| WORK ORDER |
Each line of the records needs to come back exactly as written.

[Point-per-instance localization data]
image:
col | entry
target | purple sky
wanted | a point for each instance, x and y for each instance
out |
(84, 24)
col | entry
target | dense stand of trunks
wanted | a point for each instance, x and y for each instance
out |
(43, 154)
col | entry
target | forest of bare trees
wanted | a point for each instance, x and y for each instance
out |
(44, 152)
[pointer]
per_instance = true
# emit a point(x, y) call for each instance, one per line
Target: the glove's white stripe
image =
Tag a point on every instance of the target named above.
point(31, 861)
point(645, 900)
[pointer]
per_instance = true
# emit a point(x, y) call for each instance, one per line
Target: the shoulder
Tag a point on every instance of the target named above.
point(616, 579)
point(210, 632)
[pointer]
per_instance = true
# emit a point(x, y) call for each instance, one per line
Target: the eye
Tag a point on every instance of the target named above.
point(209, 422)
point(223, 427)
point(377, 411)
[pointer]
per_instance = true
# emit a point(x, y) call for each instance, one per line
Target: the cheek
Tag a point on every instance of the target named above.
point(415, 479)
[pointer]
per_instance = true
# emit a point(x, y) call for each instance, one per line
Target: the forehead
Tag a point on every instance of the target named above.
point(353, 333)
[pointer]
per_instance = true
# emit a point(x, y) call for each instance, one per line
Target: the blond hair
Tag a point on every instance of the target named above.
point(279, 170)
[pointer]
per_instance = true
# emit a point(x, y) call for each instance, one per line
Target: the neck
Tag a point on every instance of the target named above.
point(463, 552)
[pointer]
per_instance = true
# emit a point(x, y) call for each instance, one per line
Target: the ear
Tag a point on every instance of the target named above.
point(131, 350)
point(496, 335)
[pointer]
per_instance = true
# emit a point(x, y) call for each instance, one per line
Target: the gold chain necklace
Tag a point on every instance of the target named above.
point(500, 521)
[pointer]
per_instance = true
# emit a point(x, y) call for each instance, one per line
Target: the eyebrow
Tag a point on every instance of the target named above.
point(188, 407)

| RESULT OF THE EXERCISE |
image:
col | entry
target | purple sky
wanted | a point for each instance, x and y for each instance
out |
(84, 24)
col | entry
target | dense stand of trunks
wanted | a point for each instance, x and y for each instance
out |
(43, 154)
col | entry
target | forest of bare trees
wanted | a point for each instance, x and y for each instance
out |
(44, 152)
[pointer]
per_instance = true
# emit a point(x, y) call for each instance, one per line
Target: the glove's white stripe
image =
Tag a point on every instance of the target named above.
point(31, 861)
point(645, 900)
[pointer]
per_instance = true
# emit a point(x, y) call for each instance, one per line
Target: the shoulder
Tag a point on every instance of the target named above.
point(616, 579)
point(210, 632)
[pointer]
per_instance = true
# emit a point(x, y) call for each instance, one per line
Target: the eye
Tag a point on every instance of the target named above.
point(209, 422)
point(223, 427)
point(377, 411)
[pointer]
per_instance = true
# emit a point(x, y) call for each instance, one per line
Target: the cheek
Tag a point on every instance of the target named above.
point(415, 479)
[pointer]
per_instance = true
# emit a point(x, y) call for each instance, one per line
Target: the forehead
Tag a point on every instance of the target named above.
point(353, 333)
[pointer]
per_instance = true
# emit a point(x, y) call for each instance, one per line
Target: the blond hair
Tag a point on every instance of the target named above.
point(279, 170)
[pointer]
per_instance = true
# emit a point(x, y) call for each instance, one per line
Target: the neck
Tag a point on every instance of the target named above.
point(463, 552)
[pointer]
per_instance = true
# emit a point(x, y) call for each instance, one per line
Target: the ear
Tag a point on every instance of the target named above.
point(131, 350)
point(496, 335)
[pointer]
per_instance = true
# emit a point(x, y) call for each instance, one per line
Target: the gold chain necklace
Tag a point on every instance of the target named above.
point(500, 521)
[pointer]
per_instance = true
# emit a point(x, y) call for each instance, one per line
Target: the eyebrow
Tag a point on every instance of the target named above.
point(188, 407)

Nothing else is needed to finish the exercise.